SELECTED EXTRACT:
---
My father thought Reagan was the greatest US president of his lifetime, which included Rosevelt.
I think that I will agree with him on that.
Perhaps. I'll reserve judgement till he's out of office.
As for Reagan, He is one of the truly great ones.
IMHO, Reagan, Lincoln, and Washington are the three greatest presidents this country ever had. I am loath to say that any of the three is the greatest - they are peers.
Just because theBOOKMARKbutton is right below the article which initiates a threaddoes not mean that it's easy to find when you decide the thread is a keeper . . .
The only other serious candidates put forward are Lincoln and Franklin Roosevelt.The steadfast refusal to grasp or even accept permananent office is perhaps the greatest of the civic virtues modelled by George Washington. Indeed that virtue explains the fact that Cincinnati, Ohio is named after the Roman most to be compared with Washington in that respect.
History as expressed in Washington's example and ultimately codified in the 22nd Amendment judges presidential virtue in part by restricting oneself to two terms. In the two terms to which Ronald Reagan was elected he whipped inflation, got the country going again, ended the energy crisis, and transcended communism. He accomplished these ends, Iran-Contra notwithstanding, by constitutional means and with dignity befitting his office.
By contrast FDR spent his first two terms failing to get the country going again, failing to prevent the development of World War II (or as Winston Churchill styled it, "The Unnecessary War), and experimenting with various schemes of dubious constitutionality.
---
WHAT IS REQUIRED: In the discussion of the greatest US presidents, copy the stretch from "Perhaps. I'll reserve" through "they are peers.", substituting "equals" for "peers". The rows that come next are separate material with no connection to the discussion of presidents.

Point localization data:
---
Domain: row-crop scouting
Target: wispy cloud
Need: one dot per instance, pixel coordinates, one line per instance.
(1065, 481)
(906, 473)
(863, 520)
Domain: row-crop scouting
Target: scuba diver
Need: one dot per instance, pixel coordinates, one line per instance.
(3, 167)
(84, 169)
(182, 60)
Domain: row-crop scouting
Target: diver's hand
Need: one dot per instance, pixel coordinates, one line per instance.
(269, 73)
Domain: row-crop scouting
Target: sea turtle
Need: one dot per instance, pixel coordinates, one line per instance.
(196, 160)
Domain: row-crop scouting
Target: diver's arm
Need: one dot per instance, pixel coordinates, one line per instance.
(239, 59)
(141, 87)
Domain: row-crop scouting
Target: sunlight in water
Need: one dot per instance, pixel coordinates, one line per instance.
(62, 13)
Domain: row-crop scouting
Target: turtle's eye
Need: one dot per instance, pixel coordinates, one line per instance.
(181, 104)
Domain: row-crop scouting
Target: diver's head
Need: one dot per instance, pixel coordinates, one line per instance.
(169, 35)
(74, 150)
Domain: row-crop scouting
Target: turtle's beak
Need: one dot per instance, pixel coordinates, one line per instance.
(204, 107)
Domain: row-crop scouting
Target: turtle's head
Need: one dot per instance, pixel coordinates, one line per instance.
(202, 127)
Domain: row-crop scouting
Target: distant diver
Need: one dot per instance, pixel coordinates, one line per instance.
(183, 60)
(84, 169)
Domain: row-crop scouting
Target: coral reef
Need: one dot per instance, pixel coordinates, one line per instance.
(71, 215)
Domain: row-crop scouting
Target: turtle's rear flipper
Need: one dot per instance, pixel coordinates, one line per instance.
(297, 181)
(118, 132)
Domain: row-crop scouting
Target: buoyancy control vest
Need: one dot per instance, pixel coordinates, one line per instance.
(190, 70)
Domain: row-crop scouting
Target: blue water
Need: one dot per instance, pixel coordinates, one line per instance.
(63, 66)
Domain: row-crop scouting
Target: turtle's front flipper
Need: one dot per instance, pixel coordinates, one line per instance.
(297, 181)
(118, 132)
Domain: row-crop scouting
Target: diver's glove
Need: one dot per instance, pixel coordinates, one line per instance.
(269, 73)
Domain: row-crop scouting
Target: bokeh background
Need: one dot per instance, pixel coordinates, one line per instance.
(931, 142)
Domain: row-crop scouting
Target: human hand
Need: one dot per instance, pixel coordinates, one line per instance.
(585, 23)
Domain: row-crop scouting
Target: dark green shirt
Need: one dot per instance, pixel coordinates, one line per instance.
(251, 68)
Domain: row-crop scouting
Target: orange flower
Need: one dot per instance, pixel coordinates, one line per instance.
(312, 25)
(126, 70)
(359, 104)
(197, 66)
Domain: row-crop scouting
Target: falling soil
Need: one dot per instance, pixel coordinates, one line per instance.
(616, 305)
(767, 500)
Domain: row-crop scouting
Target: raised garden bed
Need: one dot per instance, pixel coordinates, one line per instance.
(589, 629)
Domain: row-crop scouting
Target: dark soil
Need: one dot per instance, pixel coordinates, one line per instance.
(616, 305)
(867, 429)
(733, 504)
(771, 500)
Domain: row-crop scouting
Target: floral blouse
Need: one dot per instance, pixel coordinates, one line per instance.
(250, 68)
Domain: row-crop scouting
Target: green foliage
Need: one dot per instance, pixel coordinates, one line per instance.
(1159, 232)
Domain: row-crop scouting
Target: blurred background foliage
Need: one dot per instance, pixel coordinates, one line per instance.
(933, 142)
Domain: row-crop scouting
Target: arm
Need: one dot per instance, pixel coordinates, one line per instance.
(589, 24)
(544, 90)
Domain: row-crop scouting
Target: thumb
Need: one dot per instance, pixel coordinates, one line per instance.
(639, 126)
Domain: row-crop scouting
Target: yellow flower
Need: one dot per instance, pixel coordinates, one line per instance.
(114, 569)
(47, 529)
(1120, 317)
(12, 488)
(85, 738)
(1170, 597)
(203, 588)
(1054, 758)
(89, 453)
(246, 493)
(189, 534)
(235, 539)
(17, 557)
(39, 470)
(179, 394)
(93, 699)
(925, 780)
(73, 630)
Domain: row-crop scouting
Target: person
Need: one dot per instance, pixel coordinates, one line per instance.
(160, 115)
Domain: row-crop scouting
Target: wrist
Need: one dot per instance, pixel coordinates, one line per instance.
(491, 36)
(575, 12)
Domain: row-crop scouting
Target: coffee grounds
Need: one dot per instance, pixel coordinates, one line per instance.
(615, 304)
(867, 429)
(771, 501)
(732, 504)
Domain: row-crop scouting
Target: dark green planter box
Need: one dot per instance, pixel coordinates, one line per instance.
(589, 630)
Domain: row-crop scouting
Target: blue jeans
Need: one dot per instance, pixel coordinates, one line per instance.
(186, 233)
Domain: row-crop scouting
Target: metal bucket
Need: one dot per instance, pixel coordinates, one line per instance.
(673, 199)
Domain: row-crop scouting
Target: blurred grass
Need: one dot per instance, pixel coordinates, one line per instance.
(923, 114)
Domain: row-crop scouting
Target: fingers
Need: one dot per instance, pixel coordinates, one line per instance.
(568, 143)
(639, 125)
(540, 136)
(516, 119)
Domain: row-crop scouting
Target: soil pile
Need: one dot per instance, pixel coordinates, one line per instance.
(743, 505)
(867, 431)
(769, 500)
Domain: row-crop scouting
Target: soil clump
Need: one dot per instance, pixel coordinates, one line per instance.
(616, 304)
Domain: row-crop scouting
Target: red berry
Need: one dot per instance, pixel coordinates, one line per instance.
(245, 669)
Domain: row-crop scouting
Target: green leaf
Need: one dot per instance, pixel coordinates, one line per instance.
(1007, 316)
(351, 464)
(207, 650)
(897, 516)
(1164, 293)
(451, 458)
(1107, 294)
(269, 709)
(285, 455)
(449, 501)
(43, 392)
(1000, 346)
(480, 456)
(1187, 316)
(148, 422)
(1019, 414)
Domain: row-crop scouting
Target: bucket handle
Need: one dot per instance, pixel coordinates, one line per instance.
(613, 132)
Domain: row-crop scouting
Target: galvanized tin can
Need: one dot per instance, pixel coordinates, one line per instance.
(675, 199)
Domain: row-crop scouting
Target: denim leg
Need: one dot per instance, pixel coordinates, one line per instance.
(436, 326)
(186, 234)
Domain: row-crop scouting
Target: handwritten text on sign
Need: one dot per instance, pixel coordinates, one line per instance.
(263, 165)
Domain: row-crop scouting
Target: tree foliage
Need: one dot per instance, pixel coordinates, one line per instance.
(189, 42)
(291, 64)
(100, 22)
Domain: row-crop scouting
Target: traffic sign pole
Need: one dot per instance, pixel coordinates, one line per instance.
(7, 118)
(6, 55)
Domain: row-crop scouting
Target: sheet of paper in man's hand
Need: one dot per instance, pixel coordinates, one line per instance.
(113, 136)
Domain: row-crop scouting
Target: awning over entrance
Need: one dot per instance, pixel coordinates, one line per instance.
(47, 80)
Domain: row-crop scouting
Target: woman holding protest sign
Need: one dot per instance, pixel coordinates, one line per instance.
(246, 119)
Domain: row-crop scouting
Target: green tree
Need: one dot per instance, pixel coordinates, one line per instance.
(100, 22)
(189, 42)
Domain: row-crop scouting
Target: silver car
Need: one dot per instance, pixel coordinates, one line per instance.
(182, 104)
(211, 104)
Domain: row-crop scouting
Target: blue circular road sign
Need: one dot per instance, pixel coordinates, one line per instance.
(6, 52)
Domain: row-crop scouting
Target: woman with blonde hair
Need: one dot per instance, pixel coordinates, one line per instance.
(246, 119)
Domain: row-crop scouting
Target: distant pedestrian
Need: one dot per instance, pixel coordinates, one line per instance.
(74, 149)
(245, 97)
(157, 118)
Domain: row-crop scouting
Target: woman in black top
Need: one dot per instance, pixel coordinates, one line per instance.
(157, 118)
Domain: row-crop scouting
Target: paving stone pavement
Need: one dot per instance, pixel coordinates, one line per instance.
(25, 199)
---
ANSWER SECTION:
Perhaps. I'll reserve judgement till he's out of office.
As for Reagan, He is one of the truly great ones.
IMHO, Reagan, Lincoln, and Washington are the three greatest presidents this country ever had. I am loath to say that any of the three is the greatest - they are equals.